> [Prompt]
In the records that follow, find the line with "Could you please mark the gray"; from there, retype every line exactly through the line with "Could you please mark the black", which also belongs to the answer.

> [Extracted entries]

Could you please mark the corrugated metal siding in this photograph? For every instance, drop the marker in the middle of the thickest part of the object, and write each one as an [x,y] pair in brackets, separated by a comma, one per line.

* * *

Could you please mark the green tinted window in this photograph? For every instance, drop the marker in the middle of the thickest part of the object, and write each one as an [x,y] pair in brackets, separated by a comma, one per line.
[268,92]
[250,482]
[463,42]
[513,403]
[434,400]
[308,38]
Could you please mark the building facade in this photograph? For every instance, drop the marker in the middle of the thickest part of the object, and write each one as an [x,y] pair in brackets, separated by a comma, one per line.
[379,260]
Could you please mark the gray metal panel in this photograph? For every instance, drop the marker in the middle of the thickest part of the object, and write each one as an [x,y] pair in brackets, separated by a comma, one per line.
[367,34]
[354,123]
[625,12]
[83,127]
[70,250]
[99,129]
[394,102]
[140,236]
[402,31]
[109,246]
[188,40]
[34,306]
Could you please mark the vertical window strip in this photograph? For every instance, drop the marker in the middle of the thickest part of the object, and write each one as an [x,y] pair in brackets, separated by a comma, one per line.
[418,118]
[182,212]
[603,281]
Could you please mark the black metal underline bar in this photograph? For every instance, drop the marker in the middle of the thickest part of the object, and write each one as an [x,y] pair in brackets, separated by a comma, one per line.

--

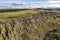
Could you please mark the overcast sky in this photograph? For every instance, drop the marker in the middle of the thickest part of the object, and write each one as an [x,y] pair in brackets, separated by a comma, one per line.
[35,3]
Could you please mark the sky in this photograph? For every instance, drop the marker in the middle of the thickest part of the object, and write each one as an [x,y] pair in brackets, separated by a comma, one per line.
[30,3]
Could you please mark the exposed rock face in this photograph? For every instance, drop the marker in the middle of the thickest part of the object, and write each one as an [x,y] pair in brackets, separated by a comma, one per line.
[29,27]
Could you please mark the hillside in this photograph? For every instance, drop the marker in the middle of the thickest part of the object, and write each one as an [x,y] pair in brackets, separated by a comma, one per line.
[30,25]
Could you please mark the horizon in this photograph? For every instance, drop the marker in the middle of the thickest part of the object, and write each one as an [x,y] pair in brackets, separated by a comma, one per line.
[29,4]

> [Response below]
Could you please mark the gray metal panel in this photograph? For every instance, drop the marker in the middle of the thickest part of the object, and write each one as an [x,y] pair in brackets, separated by a comma, one per line.
[367,34]
[354,123]
[625,12]
[83,127]
[70,250]
[99,129]
[394,102]
[140,236]
[402,31]
[109,246]
[188,40]
[34,306]
Could you please mark the vertical window strip in this photograph? For every instance, drop the marker in the middle of the thickest part of the object, and write each one as an [x,y] pair in brackets, separated by a comma, one per line.
[418,118]
[182,212]
[603,281]
Could you please mark the black metal underline bar in this photograph? For every instance, drop the marker in the middle of the thickest part of the object, and write each one as an [x,y] pair in brackets, separated by a comma, one per line.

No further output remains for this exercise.